>>>>>

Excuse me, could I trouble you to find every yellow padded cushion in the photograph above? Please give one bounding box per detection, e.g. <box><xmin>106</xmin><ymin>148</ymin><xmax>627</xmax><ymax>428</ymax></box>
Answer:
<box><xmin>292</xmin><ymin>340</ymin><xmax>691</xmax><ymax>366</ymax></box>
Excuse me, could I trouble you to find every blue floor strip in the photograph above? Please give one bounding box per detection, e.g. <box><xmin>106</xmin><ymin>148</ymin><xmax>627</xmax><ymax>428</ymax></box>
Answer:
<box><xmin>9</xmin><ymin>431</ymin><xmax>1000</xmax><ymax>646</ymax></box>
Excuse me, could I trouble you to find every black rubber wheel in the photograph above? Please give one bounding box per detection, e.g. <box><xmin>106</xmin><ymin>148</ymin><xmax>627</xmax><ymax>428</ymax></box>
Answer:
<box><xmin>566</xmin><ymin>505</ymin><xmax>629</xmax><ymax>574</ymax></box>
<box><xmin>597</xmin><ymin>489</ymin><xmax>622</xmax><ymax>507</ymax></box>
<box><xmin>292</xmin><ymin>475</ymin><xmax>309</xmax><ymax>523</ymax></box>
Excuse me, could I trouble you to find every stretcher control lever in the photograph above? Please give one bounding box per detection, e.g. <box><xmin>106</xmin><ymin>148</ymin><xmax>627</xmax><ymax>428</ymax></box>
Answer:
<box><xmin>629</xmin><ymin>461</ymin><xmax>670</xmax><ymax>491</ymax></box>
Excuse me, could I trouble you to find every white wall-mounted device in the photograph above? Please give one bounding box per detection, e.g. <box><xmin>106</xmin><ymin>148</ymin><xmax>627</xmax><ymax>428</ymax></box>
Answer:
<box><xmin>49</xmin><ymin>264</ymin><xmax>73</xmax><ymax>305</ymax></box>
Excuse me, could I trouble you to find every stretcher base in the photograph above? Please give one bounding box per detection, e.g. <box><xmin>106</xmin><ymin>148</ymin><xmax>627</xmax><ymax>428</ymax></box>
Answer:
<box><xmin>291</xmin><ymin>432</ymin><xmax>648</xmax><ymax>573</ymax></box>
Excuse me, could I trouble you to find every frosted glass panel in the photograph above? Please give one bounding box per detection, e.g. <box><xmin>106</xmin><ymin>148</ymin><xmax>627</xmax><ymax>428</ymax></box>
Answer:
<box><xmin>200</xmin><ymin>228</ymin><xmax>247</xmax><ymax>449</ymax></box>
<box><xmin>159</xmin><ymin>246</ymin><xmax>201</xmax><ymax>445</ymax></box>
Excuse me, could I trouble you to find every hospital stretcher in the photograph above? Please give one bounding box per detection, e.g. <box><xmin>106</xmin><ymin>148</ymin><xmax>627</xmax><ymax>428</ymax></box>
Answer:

<<<<<

## Objective
Extract each line of the data above that contains the string "stretcher". The match is case-sensitive.

## Worked answer
Excuse me, could I trouble you to find every stretcher control lever in the photograph above? Please give one bounding box per detection, e.g. <box><xmin>106</xmin><ymin>148</ymin><xmax>627</xmax><ymax>428</ymax></box>
Excuse me, could I trouble you to find every stretcher base in the photograph above? Please give one bounding box per detection, e.g. <box><xmin>106</xmin><ymin>148</ymin><xmax>627</xmax><ymax>428</ymax></box>
Excuse me, could I trouble you to find every hospital stretcher in the photograph above? Please give one bounding box per detection, e.g. <box><xmin>106</xmin><ymin>148</ymin><xmax>627</xmax><ymax>428</ymax></box>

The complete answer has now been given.